- [TASK PROMPT]: Transcribe the data. Leave out nothing.
*** Opening EXTRACTED MATERIAL ***
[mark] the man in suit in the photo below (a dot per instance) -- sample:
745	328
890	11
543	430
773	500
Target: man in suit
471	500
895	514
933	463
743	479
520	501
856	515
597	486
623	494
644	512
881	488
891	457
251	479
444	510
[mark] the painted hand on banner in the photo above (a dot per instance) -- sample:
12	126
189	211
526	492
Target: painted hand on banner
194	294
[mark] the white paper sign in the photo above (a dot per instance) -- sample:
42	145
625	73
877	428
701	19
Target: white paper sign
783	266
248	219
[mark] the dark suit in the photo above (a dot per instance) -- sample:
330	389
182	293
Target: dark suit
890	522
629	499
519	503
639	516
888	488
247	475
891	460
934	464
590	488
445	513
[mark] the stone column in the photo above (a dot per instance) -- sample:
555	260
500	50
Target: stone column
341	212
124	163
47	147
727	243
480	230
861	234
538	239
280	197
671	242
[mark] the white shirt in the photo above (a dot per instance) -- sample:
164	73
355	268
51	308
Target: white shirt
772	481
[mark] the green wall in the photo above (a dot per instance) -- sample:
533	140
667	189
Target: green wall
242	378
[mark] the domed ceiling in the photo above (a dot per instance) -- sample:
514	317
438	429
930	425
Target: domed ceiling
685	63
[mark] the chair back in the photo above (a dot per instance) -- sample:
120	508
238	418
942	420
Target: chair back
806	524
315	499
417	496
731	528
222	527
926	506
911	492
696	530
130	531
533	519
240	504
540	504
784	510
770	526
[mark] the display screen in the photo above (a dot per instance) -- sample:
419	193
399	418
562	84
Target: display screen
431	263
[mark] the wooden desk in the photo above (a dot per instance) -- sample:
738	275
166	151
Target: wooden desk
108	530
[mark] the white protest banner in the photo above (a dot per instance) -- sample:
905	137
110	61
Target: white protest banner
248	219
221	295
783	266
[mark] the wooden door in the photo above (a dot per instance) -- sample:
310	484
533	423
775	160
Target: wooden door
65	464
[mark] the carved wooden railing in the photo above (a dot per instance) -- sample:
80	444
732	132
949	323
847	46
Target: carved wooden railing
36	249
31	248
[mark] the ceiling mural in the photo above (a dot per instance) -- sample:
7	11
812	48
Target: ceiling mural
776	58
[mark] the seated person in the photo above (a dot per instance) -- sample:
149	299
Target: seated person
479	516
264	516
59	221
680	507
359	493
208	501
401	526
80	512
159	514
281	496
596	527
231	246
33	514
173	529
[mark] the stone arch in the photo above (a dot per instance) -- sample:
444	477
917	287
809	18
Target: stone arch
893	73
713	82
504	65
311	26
*** Closing EXTRACTED MATERIAL ***
- [OUTPUT OF THE EXERCISE]:
[mark] the man in suit in the photo below (a dot per instance) -- sample:
745	328
890	11
543	430
773	500
Target: man in suit
471	500
895	514
933	463
743	479
520	501
856	515
597	486
623	494
644	512
881	488
891	457
251	479
444	510
[mark] the painted hand on banner in the photo above (a dot per instance) -- sample:
12	126
189	211
526	492
Target: painted hand on banner
194	294
[mark] the white paper sign in the photo above (a dot per instance) -- sample:
42	145
625	73
877	428
701	19
Target: white paper sign
783	266
248	219
[mark] the dark suit in the photo above (a dot per instance) -- sample:
330	389
182	293
Target: dark suit
890	522
629	499
519	503
639	516
888	488
247	475
891	460
934	464
590	488
445	513
[mark] the stone column in the photo above (a dot per instance) -- sample:
555	260
500	50
Target: stone column
341	212
124	163
47	147
727	243
480	230
861	234
538	239
280	197
671	242
[mark] the white shirt in the photo above (a dot per instance) -- sample:
164	73
355	268
51	308
Target: white shirt
772	481
[mark] the green wall in the photo above (a dot per instance) -- sample:
533	140
667	189
Target: green wall
242	378
[mark] the domed ceiling in the photo above (a dot per instance) -- sample:
514	317
438	429
930	425
Target: domed ceiling
685	63
[mark] the chair back in the photo above (a dot per instance) -- sample:
120	508
238	418
942	420
Target: chair back
806	524
315	499
417	496
731	528
222	527
926	506
911	492
696	530
130	531
533	519
240	504
540	504
784	510
770	526
[mark] the display screen in the photo above (a dot per instance) -- sample:
419	193
399	418
562	84
Target: display screen
431	263
[mark] the wooden desk in the photo above (a dot per instance) -- sample:
738	275
166	151
Target: wooden desk
108	530
[mark] the white protest banner in the photo above (a dot per instance) -- sample:
905	137
110	61
Target: white protest banner
248	219
221	295
783	266
[mark] the wooden door in the photo above (a dot per instance) -- sample:
310	484
533	423
775	160
Target: wooden door
65	464
[mark] the carved wooden railing in the photo above (a dot per instance) -- sample:
80	444
732	132
949	323
847	46
Target: carved wooden railing
36	249
31	248
[mark] the ceiling mural in the photo above (a dot per instance) -- sample:
7	11
812	48
Target: ceiling mural
776	58
[mark] the seated person in the photo above (a dot per instance) -- sample:
149	299
Target: seated person
479	516
264	516
59	221
680	507
359	493
208	501
401	526
80	512
159	514
281	496
596	527
231	246
33	514
173	529
[mark] the stone arch in the photo above (a dot per instance) -- sample:
444	477
917	287
809	18
Target: stone arch
893	73
713	82
504	65
311	26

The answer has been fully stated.